━━━ Given passage ━━━

Connecticut Criminal Law & Injury Blog

East Hartford criminal defense lawyer for state and federal chargesThe United States Constitution gives citizens dozens of rights that are indicative of the spirit and history of the country, such as the right to free speech, the right to peacefully protest, and the right to bear arms. These rights are contained in the first ten Amendments, called the Bill of Rights, and they are constantly being analyzed in different contexts by scholars, lawmakers, and the members of the U.S. Supreme Court. One of these rights is the protection against double jeopardy, or being tried for the same crime more than once. This has been an issue that has wedged its way into the Supreme Court more than once and that has held precedent for many years.

Understanding Dual Sovereignty and Double Jeopardy

The Fifth Amendment to the U.S. Constitution contains a variety of protections and rights given to citizens concerning criminal trials. One of these protections is from what is known as “double jeopardy” or being tried for the same crime twice. Originally, the Fifth Amendment was only meant to apply to the federal government, but over the years, the Supreme Court has ruled that it also applies to state governments.

━━━ Information supplied ━━━

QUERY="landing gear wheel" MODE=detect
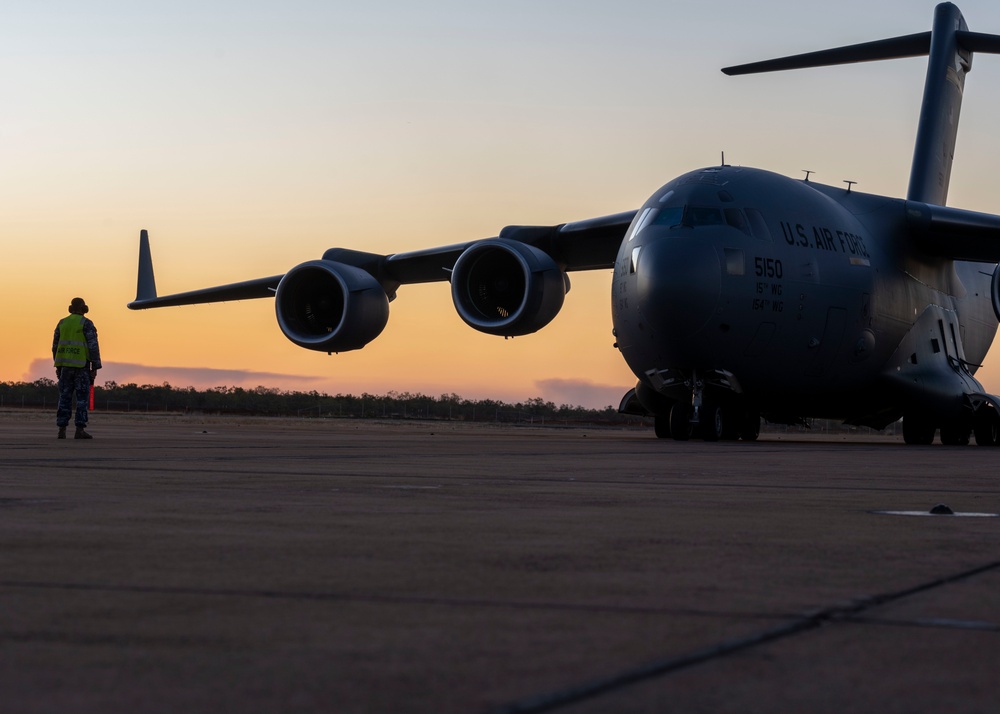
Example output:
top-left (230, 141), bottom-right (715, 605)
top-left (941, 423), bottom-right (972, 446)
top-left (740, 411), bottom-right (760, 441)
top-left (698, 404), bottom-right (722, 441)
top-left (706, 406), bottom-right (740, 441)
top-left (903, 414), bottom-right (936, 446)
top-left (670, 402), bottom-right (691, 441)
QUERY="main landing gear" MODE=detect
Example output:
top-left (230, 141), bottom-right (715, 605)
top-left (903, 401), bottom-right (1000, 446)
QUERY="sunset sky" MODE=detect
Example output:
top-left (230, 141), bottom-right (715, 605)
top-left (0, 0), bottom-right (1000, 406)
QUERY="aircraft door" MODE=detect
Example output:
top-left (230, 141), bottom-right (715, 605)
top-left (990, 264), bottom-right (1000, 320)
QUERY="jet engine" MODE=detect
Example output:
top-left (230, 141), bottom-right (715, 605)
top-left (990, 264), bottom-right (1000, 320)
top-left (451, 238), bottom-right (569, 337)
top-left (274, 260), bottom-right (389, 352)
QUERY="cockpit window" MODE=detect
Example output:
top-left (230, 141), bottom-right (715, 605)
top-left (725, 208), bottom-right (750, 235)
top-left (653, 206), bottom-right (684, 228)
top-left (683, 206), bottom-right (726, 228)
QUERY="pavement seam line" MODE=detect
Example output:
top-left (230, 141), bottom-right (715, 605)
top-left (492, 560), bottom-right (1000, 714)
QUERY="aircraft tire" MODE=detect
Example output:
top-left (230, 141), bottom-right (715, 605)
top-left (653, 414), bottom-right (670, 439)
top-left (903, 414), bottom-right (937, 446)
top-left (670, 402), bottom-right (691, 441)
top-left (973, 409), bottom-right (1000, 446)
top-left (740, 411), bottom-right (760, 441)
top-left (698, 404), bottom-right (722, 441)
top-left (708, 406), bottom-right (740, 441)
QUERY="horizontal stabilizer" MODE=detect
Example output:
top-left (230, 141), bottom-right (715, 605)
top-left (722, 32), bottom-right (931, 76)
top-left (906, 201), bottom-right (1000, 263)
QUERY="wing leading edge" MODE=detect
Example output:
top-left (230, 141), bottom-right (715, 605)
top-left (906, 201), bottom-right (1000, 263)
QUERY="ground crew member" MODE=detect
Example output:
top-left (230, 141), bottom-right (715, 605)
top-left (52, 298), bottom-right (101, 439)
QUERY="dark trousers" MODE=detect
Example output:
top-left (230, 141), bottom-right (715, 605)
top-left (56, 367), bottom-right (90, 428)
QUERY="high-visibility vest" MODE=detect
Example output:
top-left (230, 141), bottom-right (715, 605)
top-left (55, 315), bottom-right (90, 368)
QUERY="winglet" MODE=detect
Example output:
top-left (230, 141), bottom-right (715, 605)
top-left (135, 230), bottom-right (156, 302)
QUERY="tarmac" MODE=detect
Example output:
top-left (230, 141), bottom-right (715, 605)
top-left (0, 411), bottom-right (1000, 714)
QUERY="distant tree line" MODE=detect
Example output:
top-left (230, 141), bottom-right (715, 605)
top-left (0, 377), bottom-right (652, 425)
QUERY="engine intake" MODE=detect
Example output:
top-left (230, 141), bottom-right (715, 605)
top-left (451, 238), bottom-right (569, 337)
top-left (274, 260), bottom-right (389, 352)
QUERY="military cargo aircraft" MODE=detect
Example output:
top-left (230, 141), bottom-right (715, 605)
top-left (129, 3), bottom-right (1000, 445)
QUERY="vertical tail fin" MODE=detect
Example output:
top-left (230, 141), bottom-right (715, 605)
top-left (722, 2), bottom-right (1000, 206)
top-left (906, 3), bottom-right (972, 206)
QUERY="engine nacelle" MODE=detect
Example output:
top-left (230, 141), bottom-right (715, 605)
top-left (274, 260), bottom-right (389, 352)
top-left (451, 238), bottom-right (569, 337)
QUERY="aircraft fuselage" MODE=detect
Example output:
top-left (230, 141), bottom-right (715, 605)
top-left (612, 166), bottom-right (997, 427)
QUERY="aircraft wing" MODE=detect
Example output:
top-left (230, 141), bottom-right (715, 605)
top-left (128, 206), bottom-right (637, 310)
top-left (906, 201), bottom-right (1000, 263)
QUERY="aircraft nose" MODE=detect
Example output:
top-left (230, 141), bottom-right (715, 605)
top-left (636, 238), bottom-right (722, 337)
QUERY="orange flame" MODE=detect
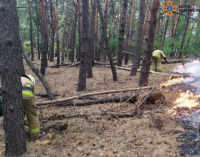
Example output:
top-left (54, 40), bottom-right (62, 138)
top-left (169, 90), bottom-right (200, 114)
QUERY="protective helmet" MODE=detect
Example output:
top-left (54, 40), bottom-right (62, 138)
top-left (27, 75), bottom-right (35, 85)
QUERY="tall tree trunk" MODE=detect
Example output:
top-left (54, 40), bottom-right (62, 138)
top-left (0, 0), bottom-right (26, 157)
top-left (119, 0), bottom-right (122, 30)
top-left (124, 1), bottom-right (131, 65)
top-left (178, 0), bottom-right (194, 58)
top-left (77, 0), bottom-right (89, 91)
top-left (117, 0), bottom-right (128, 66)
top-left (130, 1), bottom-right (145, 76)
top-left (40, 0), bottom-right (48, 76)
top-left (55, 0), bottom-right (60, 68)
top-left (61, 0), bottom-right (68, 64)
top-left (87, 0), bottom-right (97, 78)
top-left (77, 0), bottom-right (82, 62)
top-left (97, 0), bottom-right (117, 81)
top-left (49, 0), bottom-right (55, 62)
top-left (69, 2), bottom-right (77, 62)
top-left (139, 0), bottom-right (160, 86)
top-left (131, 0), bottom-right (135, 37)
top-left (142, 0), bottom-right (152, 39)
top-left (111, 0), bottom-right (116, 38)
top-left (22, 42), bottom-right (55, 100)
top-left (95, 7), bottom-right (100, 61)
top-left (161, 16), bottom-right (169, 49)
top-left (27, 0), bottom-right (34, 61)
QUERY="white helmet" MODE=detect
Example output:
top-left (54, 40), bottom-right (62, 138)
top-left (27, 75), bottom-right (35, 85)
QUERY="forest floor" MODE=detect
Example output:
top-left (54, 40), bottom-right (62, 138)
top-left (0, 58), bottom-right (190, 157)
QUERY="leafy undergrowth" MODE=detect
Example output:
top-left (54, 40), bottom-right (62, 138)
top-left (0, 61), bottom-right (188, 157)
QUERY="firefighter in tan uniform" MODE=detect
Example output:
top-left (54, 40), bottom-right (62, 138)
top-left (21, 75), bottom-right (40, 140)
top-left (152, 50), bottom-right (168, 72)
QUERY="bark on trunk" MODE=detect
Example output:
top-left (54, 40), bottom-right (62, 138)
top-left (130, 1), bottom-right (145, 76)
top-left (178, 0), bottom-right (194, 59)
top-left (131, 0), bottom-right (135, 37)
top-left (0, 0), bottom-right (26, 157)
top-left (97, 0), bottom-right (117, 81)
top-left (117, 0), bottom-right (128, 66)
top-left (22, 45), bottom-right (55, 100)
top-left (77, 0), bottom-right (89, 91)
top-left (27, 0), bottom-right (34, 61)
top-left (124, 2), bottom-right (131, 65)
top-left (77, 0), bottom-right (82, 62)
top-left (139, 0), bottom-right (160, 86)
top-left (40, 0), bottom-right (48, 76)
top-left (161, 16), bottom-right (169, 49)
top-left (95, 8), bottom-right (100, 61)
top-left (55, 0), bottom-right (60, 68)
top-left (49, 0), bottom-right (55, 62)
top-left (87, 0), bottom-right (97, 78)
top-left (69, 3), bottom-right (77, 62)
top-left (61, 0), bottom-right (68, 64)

━━━

- [Explore the material]:
**a.** Extract the portion of the double jeopardy passage starting with "The Fifth Amendment to" and going on through "to state governments.".
**b.** Decide whether each statement agrees with the double jeopardy passage, answering yes or no and quoting the deciding words: (i) The Bill of Rights is made up of the first ten Amendments. (ii) The Fifth Amendment was originally meant to apply to state governments. (iii) Double jeopardy refers to being tried for the same crime more than once.
This data stands apart from the double jeopardy passage.

- [Solution set]:
**a.**
The Fifth Amendment to the U.S. Constitution contains a variety of protections and rights given to citizens concerning criminal trials. One of these protections is from what is known as “double jeopardy” or being tried for the same crime twice. Originally, the Fifth Amendment was only meant to apply to the federal government, but over the years, the Supreme Court has ruled that it also applies to state governments.

**b.**
(i) Yes: "These rights are contained in the first ten Amendments, called the Bill of Rights"
(ii) No: "Originally, the Fifth Amendment was only meant to apply to the federal government"
(iii) Yes: "the protection against double jeopardy, or being tried for the same crime more than once"